## start DATA LISTING

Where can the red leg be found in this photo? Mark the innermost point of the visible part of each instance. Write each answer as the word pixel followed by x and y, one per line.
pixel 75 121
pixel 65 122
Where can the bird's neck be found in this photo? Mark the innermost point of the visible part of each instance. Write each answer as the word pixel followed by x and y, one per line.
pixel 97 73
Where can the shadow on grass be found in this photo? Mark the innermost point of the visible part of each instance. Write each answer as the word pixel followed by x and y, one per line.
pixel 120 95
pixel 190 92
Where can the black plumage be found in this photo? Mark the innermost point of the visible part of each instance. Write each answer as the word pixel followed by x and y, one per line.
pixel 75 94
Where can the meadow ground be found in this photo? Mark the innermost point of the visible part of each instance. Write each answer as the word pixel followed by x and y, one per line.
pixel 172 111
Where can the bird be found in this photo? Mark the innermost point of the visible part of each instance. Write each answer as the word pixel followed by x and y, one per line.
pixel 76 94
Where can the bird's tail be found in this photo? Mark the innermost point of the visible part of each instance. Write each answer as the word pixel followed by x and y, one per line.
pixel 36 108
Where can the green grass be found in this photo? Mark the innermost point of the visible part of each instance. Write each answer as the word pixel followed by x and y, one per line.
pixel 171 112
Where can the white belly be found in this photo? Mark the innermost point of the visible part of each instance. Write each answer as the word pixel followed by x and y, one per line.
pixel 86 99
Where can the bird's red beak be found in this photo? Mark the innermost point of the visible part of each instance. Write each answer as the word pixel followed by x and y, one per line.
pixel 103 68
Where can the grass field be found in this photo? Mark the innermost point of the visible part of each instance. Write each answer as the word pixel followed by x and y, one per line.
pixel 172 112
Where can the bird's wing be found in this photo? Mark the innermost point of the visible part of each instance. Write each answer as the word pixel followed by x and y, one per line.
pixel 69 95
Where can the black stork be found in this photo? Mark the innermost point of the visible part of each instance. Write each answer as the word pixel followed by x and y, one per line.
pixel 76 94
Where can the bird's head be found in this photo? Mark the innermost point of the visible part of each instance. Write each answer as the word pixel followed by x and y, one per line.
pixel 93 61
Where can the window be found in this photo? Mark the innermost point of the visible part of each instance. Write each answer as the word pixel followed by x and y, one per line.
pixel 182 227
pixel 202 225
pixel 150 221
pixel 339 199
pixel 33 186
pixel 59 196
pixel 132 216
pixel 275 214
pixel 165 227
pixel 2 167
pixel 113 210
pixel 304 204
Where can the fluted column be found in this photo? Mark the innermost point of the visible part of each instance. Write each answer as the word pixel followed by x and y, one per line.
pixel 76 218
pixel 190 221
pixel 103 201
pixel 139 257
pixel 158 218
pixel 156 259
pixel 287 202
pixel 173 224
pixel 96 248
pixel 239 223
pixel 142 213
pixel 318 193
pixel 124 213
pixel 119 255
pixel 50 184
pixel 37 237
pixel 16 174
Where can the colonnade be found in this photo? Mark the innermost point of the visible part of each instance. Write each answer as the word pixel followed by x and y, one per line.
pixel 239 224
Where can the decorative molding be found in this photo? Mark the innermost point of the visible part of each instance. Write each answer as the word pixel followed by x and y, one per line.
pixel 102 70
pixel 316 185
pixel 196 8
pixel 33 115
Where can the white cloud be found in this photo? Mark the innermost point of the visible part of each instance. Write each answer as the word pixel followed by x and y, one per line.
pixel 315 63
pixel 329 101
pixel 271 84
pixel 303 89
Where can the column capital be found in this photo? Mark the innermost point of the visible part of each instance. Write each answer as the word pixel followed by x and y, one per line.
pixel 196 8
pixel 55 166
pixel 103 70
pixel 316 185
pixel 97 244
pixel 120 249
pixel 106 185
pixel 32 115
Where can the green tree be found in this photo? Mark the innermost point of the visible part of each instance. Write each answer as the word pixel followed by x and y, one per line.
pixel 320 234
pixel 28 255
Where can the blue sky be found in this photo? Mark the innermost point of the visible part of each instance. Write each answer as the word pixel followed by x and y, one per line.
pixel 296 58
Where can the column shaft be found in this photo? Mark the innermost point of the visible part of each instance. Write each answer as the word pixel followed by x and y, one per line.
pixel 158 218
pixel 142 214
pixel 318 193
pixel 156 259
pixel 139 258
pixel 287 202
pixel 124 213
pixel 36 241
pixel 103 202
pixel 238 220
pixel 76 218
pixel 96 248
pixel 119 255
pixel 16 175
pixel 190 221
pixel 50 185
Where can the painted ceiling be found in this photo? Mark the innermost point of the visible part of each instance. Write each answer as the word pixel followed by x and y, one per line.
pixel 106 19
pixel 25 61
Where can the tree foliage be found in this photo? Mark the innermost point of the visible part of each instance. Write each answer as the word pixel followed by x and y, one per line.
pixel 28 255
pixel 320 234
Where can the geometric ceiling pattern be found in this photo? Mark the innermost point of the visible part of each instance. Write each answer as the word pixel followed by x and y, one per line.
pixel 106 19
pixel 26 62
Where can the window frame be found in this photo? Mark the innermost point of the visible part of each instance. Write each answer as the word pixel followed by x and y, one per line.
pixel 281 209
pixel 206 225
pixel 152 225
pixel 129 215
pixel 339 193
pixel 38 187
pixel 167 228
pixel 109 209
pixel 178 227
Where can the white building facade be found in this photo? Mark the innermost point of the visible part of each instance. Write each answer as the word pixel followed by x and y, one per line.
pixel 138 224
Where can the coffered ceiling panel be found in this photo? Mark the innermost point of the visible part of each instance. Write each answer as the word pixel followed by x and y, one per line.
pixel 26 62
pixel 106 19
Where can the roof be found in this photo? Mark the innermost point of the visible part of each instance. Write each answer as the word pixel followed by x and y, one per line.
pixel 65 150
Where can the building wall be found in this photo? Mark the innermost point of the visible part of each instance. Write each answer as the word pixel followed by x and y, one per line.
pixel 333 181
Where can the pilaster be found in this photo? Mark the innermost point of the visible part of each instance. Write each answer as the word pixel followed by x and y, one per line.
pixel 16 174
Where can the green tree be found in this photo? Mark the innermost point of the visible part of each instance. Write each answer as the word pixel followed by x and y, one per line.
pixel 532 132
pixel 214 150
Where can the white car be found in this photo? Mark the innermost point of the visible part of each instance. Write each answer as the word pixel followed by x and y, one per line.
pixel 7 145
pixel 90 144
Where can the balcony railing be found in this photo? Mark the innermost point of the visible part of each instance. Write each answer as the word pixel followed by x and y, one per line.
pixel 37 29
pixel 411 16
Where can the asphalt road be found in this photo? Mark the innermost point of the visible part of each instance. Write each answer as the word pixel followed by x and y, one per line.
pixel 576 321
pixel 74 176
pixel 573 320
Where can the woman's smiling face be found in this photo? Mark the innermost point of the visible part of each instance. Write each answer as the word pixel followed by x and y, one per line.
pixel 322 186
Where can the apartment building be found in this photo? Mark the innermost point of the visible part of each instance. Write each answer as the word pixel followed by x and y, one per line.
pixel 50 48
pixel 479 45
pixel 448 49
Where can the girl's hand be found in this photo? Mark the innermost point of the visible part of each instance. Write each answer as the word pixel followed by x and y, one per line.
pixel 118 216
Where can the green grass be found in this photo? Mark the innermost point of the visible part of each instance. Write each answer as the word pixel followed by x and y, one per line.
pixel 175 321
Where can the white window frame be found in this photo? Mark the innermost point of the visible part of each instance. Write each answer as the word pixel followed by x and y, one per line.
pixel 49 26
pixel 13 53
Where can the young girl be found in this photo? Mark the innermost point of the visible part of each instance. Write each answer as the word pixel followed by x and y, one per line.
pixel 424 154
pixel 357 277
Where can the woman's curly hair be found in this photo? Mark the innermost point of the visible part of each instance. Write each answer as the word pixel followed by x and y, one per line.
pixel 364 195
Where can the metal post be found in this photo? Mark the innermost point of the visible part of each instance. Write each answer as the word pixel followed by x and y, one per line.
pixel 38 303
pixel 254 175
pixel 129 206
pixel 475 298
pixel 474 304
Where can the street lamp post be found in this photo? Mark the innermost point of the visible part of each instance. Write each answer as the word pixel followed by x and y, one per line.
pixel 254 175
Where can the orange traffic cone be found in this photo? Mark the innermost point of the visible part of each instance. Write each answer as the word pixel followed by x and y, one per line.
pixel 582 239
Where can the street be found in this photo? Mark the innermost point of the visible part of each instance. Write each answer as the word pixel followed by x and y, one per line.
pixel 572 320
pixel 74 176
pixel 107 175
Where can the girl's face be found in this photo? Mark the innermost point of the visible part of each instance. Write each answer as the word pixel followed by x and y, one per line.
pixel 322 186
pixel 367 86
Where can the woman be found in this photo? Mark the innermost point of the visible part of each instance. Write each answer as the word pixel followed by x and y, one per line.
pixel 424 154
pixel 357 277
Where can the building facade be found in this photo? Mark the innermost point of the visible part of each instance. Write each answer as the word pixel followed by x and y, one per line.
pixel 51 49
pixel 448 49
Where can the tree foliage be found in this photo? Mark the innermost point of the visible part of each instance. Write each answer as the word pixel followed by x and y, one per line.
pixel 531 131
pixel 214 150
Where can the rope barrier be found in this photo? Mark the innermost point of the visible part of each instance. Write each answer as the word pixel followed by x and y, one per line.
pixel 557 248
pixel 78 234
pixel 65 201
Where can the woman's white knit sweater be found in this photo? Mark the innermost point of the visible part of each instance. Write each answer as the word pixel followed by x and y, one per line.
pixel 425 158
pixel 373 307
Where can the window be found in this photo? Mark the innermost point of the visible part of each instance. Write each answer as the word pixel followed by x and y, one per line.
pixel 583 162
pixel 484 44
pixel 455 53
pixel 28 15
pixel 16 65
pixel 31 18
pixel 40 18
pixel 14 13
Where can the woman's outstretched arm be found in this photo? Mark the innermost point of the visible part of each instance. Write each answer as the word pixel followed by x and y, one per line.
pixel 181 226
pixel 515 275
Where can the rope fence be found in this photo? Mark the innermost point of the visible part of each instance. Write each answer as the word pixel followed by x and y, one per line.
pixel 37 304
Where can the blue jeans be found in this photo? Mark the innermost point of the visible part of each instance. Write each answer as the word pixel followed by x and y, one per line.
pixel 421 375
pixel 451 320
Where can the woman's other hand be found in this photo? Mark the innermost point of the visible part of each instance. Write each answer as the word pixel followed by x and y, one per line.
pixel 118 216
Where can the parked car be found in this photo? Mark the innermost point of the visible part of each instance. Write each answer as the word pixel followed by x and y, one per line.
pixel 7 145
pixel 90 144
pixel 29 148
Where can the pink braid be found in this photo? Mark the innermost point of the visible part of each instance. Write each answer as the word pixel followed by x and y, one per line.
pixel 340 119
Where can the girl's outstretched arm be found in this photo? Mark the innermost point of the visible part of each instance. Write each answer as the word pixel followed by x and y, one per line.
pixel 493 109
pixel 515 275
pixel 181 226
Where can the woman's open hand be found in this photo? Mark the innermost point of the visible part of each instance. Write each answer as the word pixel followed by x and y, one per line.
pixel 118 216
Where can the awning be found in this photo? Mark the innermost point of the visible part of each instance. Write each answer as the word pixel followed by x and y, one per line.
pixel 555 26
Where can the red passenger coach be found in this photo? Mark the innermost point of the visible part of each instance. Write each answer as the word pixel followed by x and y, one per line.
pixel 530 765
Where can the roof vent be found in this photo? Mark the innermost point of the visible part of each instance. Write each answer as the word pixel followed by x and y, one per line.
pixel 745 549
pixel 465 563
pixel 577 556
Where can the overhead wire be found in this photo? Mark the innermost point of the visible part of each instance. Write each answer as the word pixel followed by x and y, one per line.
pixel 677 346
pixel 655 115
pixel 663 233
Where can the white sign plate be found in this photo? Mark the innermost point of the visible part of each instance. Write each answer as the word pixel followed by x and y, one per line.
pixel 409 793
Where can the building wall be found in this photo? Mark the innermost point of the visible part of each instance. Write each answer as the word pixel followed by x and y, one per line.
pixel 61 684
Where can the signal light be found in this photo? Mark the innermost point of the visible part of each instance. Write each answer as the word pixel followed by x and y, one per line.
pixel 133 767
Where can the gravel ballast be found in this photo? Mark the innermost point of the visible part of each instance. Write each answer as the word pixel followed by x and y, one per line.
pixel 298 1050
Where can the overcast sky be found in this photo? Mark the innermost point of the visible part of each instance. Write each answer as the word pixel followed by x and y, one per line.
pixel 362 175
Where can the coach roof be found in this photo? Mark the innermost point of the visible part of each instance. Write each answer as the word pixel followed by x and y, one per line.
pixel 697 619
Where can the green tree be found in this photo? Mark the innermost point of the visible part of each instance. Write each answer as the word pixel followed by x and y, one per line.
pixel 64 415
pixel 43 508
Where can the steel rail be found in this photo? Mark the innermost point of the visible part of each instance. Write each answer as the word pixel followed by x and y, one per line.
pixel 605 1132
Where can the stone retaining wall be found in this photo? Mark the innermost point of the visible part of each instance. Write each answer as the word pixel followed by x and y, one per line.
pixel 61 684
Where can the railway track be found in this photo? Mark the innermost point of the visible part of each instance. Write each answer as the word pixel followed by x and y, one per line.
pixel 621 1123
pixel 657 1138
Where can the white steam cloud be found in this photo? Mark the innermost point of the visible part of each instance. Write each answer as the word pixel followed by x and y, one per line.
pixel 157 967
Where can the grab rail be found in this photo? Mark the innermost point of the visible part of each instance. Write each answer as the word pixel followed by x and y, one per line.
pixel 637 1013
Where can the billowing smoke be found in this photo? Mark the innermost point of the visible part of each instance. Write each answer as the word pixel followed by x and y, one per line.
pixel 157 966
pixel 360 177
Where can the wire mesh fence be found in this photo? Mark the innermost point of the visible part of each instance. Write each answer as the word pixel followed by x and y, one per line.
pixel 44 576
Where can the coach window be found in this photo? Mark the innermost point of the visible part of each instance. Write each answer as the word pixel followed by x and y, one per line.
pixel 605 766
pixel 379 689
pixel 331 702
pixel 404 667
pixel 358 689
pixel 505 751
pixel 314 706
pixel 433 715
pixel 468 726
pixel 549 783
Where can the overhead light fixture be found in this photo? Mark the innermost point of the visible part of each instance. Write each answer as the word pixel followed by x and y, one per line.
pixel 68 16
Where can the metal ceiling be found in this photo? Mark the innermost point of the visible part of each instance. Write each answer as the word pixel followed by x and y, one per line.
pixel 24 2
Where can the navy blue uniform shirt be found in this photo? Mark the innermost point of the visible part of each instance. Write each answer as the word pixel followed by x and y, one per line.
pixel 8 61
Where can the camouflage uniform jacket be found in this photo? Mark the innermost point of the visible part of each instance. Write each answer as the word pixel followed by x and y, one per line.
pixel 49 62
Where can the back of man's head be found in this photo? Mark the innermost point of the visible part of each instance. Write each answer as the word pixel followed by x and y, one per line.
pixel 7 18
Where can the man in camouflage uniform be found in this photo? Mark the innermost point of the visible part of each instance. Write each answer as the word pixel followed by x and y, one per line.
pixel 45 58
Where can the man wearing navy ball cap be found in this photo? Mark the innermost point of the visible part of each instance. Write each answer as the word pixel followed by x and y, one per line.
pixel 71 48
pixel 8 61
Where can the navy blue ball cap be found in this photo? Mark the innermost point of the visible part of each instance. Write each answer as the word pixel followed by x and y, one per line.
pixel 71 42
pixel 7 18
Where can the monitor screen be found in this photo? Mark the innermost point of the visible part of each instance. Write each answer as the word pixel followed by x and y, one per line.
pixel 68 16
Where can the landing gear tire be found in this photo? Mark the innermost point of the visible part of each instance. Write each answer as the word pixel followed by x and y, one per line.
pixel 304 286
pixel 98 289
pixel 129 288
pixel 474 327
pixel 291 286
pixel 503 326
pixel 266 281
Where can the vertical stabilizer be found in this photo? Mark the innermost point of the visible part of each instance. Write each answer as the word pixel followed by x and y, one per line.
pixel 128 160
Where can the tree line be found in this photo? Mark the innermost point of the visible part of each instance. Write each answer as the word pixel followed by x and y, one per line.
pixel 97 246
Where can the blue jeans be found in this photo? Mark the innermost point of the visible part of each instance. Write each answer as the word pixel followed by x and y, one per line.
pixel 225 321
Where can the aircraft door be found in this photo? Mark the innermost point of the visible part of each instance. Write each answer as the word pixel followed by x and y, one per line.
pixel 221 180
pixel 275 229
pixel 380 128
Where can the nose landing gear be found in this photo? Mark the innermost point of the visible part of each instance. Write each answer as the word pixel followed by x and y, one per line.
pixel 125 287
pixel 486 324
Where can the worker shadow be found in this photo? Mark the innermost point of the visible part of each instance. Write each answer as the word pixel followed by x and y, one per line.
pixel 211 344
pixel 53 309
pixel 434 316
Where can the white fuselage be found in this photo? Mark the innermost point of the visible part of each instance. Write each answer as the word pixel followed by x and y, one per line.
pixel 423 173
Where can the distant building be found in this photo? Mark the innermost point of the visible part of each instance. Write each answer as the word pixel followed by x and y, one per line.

## end DATA LISTING

### [PROBLEM REQUIREMENTS]
Reproduce the entries from the start up to and including the line with "pixel 97 73", changing "instance" to "occurrence" and leaving everything else unchanged.

### [CORRECT RESULT]
Where can the red leg be found in this photo? Mark the innermost point of the visible part of each occurrence. Write each answer as the word pixel followed by x and y, one per line.
pixel 75 121
pixel 65 122
Where can the bird's neck be found in this photo? Mark the innermost point of the visible part of each occurrence. Write each answer as the word pixel followed by x and y, one per line.
pixel 97 73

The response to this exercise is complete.